Copy the pull request page about the Linux segmentation fault word for word, from start to finish.

PAGE TEXT –
>>
Skip to content

[MRG] Debug linux tests (segmentation fault with torch 2.12 on test and/or doc build)#815

Merged
rflamary merged 7 commits into
masterfrom
debug_mem_linux
May 22, 2026
Merged

[MRG] Debug linux tests (segmentation fault with torch 2.12 on test and/or doc build)#815
rflamary merged 7 commits into
masterfrom
debug_mem_linux

Conversation

@rflamary
Copy link
Copy Markdown
Collaborator

@rflamary rflamary commented May 21, 2026

Types of changes

This is an aweful bug, all linux test and documentation fails to build with cryptic segmentation fault. Looking at teh error it seems like i comes from a triton knob . Coming back to pytorch 2.11 seems to fix the error so we will put that until we can fix or report the porblem with pytorch/triton (very hard to reproduce all scripts and tests pass individually but fail when in full folder tests and doc build)
<<
Entries from an annotation dataset –
>>
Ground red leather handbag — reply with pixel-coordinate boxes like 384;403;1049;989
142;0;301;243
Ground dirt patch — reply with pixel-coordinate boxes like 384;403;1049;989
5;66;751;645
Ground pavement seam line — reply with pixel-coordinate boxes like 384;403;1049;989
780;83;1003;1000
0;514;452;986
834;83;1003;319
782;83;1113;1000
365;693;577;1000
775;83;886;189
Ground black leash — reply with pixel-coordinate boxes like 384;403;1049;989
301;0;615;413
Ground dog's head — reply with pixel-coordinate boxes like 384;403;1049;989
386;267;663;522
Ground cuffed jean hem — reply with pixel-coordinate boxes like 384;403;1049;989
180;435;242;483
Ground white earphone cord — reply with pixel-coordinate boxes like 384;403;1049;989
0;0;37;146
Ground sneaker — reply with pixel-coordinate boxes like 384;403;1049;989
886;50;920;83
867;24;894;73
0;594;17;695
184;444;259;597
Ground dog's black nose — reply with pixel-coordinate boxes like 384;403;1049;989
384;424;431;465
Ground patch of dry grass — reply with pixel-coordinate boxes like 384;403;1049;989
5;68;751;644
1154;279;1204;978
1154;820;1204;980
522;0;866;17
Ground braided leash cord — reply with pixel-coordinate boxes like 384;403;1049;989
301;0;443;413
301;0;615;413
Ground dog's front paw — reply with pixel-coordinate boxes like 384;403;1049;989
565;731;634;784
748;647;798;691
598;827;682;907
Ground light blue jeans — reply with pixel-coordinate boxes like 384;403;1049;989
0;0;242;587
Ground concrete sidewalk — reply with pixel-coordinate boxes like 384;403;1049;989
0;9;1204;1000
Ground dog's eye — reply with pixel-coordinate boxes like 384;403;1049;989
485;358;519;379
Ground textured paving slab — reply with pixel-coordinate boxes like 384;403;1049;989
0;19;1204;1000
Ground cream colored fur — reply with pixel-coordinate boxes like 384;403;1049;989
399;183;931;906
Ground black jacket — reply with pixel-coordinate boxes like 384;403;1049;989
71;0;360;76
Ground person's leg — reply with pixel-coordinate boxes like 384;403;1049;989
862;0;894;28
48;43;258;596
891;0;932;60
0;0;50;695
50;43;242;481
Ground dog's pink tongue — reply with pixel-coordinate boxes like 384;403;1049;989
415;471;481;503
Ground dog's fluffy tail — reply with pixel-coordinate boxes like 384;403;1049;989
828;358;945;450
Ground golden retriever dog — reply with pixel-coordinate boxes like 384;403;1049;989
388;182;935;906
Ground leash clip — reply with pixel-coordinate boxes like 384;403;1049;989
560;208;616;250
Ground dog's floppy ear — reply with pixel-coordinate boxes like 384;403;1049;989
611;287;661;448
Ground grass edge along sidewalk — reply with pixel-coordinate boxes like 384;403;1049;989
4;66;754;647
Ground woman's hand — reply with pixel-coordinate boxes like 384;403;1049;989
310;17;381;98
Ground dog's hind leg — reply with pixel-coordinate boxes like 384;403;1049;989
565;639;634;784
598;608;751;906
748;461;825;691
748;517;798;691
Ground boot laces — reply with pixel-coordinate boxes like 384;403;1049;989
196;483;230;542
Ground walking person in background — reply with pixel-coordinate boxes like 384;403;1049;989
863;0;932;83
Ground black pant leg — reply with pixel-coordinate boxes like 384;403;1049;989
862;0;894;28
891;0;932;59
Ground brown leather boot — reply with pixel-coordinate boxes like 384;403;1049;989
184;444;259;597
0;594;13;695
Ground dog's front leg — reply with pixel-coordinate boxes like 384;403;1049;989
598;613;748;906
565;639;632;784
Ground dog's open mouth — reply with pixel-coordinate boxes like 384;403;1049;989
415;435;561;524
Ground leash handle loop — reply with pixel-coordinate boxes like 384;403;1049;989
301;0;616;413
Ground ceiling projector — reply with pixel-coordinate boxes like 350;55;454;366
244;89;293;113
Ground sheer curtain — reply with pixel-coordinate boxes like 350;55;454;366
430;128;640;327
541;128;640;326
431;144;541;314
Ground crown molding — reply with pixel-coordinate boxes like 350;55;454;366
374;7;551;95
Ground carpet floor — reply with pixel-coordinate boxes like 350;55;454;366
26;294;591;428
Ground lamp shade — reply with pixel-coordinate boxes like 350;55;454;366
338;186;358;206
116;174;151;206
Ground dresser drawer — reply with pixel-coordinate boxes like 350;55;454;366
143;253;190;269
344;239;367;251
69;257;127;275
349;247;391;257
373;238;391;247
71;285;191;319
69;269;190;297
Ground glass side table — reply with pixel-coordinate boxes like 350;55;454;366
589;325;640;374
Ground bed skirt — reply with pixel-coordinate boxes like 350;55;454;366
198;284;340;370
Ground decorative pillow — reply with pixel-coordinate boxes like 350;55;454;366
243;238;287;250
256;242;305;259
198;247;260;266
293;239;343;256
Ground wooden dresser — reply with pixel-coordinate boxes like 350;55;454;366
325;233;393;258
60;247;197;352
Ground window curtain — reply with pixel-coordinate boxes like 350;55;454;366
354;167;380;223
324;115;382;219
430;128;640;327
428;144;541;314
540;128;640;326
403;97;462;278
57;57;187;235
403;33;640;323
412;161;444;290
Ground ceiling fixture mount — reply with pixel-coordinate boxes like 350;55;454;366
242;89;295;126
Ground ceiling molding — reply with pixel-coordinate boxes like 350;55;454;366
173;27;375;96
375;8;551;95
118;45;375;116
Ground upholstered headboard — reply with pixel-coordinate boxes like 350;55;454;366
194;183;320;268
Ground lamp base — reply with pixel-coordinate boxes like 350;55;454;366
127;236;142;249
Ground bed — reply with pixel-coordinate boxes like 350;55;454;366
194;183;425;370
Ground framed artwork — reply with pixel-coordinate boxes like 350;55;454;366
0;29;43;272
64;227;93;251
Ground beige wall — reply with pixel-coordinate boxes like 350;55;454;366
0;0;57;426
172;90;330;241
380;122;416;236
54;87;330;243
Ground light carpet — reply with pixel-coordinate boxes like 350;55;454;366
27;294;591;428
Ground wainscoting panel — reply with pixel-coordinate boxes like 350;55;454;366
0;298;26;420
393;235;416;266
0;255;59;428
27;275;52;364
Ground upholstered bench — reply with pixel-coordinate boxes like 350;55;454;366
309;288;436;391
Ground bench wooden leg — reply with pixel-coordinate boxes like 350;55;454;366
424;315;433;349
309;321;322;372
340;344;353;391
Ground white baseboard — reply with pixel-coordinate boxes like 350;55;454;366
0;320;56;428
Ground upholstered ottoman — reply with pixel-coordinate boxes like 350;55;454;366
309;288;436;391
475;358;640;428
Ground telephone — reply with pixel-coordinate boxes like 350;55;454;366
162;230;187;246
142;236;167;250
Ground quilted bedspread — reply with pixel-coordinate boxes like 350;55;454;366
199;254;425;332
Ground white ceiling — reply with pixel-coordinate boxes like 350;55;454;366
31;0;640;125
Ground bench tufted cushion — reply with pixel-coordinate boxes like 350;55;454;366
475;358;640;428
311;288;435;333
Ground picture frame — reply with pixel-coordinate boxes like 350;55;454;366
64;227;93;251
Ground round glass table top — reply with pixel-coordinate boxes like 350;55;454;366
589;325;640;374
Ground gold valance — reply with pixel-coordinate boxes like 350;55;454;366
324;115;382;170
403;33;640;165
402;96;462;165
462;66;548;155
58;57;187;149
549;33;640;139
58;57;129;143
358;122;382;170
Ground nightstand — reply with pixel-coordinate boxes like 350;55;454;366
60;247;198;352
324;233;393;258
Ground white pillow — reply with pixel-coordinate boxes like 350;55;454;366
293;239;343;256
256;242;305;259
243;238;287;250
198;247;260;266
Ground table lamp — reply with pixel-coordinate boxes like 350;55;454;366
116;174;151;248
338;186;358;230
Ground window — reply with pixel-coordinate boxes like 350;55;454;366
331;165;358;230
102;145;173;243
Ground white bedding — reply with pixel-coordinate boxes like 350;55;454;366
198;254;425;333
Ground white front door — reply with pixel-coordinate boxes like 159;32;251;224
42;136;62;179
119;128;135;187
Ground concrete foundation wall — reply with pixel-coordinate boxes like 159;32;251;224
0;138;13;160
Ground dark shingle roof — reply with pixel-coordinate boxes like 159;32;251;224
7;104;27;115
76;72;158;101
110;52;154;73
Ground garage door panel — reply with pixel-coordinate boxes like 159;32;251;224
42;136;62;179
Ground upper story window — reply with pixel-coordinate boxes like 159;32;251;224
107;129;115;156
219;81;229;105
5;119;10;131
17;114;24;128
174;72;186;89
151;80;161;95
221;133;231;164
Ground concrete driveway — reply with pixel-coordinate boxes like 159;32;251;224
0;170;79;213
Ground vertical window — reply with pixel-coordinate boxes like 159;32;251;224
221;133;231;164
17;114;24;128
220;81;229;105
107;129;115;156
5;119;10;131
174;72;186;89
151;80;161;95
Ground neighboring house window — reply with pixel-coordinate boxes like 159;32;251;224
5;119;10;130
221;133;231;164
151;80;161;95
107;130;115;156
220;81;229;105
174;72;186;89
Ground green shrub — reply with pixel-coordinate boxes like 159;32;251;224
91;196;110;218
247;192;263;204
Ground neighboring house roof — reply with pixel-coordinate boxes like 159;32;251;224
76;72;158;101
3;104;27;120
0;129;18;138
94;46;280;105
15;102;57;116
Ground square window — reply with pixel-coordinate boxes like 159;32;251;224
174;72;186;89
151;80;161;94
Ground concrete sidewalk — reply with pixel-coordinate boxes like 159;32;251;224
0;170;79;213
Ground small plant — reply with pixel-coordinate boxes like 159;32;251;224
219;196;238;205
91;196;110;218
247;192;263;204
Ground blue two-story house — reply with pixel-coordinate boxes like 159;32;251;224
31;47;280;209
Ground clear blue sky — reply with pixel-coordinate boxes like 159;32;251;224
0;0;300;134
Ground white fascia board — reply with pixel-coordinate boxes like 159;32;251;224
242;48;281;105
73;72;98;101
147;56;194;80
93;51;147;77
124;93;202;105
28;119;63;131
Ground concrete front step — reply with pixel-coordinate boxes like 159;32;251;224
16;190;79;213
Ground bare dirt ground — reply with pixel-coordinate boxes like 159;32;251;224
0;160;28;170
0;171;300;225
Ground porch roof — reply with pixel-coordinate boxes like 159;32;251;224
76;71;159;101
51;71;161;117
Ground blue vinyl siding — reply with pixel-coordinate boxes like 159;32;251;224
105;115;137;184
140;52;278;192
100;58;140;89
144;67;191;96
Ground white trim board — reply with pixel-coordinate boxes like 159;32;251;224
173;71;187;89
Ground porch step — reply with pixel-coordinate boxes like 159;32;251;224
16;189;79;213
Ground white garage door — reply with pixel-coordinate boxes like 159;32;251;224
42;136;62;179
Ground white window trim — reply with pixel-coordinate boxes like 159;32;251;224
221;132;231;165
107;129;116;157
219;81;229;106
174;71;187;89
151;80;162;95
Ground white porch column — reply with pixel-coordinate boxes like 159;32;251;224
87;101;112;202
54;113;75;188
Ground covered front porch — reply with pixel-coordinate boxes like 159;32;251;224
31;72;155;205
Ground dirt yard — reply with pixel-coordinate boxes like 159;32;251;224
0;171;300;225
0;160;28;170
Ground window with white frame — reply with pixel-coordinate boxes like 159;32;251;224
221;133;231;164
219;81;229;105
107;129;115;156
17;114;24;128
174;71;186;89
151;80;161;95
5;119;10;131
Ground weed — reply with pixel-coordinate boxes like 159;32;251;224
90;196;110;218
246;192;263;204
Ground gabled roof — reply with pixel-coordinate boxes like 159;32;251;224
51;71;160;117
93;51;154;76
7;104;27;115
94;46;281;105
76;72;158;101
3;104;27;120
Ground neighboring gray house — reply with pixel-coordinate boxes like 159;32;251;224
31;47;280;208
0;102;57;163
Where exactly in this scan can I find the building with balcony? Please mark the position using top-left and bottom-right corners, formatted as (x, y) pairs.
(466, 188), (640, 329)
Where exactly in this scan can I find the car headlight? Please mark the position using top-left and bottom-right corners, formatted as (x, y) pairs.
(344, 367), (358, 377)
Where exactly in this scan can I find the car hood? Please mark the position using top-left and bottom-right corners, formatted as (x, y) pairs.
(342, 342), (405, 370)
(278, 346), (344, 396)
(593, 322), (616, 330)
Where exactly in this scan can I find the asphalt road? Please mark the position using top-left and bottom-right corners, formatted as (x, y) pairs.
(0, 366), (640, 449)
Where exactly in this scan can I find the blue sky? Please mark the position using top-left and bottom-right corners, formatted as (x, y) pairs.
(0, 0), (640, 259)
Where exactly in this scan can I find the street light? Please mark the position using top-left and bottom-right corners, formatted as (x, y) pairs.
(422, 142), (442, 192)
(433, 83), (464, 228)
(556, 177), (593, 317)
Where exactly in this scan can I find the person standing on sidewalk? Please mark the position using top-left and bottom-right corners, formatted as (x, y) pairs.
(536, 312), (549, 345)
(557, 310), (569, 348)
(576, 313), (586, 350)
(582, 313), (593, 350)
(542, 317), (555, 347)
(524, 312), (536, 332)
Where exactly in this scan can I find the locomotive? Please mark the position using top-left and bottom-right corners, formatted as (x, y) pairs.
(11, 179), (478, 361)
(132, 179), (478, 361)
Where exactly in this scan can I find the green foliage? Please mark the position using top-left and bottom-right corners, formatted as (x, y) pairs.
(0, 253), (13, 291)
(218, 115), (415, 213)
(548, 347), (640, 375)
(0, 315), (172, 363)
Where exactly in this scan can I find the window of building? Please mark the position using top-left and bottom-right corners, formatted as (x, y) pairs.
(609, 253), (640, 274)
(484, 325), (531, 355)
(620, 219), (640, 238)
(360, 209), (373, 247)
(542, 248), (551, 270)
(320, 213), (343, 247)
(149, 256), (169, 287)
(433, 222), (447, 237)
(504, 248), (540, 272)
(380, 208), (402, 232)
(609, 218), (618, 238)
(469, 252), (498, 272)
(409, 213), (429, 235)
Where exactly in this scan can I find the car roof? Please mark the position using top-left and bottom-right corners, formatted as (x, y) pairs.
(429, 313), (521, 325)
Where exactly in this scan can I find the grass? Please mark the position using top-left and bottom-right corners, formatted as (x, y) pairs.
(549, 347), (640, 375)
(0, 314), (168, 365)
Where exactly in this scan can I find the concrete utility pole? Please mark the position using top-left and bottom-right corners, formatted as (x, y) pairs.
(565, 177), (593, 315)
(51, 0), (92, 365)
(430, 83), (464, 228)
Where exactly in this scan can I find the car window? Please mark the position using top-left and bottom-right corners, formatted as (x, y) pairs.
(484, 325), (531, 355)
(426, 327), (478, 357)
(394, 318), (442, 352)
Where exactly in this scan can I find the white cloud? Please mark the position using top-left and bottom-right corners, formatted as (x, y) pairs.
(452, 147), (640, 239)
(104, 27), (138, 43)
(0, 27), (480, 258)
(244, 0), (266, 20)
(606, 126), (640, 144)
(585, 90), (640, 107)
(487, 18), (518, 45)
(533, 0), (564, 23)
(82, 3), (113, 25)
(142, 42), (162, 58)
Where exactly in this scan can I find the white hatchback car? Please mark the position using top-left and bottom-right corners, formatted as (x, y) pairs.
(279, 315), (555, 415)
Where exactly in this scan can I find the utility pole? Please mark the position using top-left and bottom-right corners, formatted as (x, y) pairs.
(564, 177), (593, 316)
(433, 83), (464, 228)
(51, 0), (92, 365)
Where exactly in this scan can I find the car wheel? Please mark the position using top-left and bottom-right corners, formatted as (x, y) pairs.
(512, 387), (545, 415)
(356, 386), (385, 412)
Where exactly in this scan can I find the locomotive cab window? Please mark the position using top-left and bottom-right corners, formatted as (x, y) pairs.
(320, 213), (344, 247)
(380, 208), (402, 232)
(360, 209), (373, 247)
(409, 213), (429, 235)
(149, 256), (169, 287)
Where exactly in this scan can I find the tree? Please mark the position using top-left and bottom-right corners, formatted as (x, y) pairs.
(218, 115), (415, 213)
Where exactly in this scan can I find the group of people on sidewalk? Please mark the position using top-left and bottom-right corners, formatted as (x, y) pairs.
<<
SOLUTION –
Skip to content

[MRG] Debug linux tests (segmentation fault with torch 2.12 on test and/or doc build)#815

Merged
rflamary merged 7 commits into
masterfrom
debug_mem_linux
May 22, 2026
Merged

[MRG] Debug linux tests (segmentation fault with torch 2.12 on test and/or doc build)#815
rflamary merged 7 commits into
masterfrom
debug_mem_linux

Conversation

@rflamary
Copy link
Copy Markdown
Collaborator

@rflamary rflamary commented May 21, 2026

Types of changes

This is an aweful bug, all linux test and documentation fails to build with cryptic segmentation fault. Looking at teh error it seems like i comes from a triton knob . Coming back to pytorch 2.11 seems to fix the error so we will put that until we can fix or report the porblem with pytorch/triton (very hard to reproduce all scripts and tests pass individually but fail when in full folder tests and doc build)